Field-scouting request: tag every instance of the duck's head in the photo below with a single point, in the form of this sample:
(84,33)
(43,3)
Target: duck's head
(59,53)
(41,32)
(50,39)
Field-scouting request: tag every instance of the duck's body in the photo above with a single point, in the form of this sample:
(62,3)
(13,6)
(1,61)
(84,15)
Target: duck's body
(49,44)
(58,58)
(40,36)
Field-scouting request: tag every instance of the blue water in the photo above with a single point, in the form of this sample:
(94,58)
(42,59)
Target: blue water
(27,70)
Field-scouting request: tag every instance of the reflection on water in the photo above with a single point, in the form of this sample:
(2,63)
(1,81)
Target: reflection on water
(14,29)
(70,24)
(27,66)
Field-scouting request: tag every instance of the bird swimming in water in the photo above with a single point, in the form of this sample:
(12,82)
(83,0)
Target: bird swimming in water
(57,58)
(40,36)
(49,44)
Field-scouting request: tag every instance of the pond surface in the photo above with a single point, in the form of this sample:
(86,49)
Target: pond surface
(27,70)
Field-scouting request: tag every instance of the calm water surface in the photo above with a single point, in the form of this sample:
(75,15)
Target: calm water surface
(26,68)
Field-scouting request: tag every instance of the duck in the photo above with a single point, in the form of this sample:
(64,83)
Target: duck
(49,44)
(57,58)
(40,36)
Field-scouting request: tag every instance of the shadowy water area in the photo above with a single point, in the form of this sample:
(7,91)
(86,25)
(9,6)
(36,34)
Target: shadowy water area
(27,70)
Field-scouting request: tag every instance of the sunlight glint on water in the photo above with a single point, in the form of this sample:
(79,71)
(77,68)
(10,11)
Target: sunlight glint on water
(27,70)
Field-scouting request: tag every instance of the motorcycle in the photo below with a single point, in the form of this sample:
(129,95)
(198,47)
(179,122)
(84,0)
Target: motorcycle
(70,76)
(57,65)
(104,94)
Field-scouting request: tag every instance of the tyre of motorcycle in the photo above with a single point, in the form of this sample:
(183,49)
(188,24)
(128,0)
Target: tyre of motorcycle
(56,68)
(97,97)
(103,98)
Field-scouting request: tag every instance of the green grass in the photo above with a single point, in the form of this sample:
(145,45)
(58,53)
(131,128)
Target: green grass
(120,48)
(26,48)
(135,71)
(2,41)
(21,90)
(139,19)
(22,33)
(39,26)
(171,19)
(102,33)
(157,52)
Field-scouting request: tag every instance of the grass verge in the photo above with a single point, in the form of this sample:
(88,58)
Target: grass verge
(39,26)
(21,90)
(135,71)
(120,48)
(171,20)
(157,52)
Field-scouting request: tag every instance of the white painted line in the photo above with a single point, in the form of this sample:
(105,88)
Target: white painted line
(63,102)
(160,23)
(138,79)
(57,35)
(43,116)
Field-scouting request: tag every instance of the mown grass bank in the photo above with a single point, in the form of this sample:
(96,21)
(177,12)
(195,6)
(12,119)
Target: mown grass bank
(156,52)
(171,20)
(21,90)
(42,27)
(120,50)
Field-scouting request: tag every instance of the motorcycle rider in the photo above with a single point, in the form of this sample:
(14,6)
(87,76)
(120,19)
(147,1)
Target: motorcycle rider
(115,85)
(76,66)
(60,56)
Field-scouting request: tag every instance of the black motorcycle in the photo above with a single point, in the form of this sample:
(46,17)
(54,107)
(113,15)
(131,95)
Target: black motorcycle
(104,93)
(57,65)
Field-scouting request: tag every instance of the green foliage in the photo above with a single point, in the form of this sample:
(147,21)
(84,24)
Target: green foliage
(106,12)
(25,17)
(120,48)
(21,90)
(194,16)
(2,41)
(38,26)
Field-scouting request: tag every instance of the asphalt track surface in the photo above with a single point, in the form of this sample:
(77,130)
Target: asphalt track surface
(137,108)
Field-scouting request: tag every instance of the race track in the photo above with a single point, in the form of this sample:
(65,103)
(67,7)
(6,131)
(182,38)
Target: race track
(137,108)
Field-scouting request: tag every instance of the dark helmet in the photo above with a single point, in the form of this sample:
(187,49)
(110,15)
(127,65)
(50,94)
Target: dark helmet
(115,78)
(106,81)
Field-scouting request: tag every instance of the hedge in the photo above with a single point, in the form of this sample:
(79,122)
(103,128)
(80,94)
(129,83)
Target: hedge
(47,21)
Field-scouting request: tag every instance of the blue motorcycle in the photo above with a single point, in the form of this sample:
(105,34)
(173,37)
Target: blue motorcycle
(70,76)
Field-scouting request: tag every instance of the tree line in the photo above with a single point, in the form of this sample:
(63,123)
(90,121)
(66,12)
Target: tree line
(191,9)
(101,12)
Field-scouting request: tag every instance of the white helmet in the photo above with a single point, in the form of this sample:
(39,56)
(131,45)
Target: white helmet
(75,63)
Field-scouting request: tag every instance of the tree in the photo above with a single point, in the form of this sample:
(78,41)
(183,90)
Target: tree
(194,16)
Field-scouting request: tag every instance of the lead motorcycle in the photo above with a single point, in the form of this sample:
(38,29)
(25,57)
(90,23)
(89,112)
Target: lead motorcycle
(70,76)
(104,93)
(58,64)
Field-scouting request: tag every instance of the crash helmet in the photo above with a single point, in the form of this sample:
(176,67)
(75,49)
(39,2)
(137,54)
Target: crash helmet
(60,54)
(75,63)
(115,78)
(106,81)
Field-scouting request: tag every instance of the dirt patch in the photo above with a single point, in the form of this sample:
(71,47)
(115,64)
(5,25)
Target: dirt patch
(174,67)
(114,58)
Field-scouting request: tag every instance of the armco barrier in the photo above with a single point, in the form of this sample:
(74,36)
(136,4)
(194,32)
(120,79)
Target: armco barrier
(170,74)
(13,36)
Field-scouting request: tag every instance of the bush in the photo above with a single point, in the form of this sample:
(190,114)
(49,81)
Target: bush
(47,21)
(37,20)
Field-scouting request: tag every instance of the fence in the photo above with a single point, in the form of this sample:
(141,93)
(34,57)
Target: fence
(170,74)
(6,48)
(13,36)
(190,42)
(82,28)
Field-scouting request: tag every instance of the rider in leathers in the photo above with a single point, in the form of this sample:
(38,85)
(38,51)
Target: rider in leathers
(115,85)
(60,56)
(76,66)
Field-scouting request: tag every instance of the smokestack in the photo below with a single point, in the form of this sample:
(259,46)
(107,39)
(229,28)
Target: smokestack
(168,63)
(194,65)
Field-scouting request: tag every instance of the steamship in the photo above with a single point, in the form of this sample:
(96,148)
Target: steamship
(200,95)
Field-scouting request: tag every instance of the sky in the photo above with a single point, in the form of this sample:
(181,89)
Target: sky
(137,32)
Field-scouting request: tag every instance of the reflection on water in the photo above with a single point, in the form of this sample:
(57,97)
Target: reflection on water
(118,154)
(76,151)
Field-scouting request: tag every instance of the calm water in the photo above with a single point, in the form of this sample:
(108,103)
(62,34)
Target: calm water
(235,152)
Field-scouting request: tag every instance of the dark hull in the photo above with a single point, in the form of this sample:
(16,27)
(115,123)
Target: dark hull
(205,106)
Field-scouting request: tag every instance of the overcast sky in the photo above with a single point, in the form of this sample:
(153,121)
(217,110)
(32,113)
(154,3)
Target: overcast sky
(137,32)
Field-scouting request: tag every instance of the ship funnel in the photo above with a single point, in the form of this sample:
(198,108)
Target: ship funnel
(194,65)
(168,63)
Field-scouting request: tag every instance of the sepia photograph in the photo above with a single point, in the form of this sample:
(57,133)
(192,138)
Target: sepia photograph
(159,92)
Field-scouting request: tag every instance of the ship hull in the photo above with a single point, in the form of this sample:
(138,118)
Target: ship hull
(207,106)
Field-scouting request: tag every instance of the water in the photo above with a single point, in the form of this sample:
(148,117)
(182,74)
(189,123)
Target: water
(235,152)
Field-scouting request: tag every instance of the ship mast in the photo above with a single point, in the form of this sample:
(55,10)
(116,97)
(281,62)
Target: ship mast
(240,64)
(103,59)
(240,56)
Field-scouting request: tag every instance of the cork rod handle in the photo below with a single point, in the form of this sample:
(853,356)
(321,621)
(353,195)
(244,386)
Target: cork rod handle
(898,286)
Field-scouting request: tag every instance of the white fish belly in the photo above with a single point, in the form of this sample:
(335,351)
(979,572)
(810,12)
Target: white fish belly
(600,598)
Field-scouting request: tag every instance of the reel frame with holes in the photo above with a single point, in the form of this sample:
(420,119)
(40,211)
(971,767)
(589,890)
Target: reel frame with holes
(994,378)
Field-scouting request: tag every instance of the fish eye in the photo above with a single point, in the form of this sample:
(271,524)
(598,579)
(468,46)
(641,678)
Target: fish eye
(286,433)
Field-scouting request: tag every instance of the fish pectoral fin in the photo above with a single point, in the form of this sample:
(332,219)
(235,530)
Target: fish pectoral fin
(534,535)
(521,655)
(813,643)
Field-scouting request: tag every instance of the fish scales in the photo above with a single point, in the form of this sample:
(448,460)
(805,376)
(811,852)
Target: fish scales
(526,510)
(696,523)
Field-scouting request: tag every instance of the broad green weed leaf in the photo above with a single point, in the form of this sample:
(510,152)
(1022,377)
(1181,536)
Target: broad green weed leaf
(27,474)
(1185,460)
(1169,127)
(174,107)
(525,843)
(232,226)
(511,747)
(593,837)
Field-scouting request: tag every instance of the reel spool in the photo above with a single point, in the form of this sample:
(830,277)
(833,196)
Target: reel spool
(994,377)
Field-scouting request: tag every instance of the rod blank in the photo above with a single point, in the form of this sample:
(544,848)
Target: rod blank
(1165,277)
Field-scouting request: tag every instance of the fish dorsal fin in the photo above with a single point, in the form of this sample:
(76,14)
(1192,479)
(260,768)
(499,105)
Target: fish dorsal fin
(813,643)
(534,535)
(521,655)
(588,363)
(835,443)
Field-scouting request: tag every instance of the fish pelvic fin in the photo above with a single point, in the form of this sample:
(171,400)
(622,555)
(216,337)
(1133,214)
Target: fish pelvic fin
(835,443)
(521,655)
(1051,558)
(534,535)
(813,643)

== Task description ==
Copy out the stretch from the line that contains "Field-scouting request: tag every instance of the fish scales" through the end of the records, requests included, and multiply each answer coordinate by 0.6, rounding to whole numbers with halves rounded up. Leave the numbers in the requests and their format samples unchanged, and give only these lines.

== Result ==
Field-scouting request: tag every instance of the fish scales in the photo above with a single point, in the form of this sample:
(448,460)
(805,376)
(811,852)
Target: fish scales
(316,306)
(418,314)
Field-scouting request: tag every instance of the broad green weed leaf in the photo above with a single point, in the form of this sample:
(510,152)
(1022,377)
(1181,536)
Target: broad green weed leaf
(16,284)
(711,276)
(701,76)
(104,64)
(315,506)
(139,136)
(307,448)
(356,502)
Field-scouting request: tag every instance of the reel spool in the photo above with a single point, in the form of this sample:
(830,277)
(833,196)
Target: reel spool
(596,226)
Field-scouting request: tag every instance of the rod blank in the photo above with a single point, in the form of this sample:
(544,848)
Target: rod blank
(699,166)
Field-scouting request: tag every instance of the fish dorsal fin in the photo above with a single point, in the form of this sample:
(76,14)
(1192,479)
(260,768)
(499,105)
Target: fish dorsal fin
(488,386)
(320,321)
(313,393)
(353,218)
(501,266)
Field-scouting request: tag every instance of the fish pelvic fin in the photo above with a single point, in the form of this sample:
(171,400)
(622,555)
(216,337)
(1133,214)
Target: fish pelvic fin
(501,266)
(313,393)
(631,335)
(320,321)
(488,386)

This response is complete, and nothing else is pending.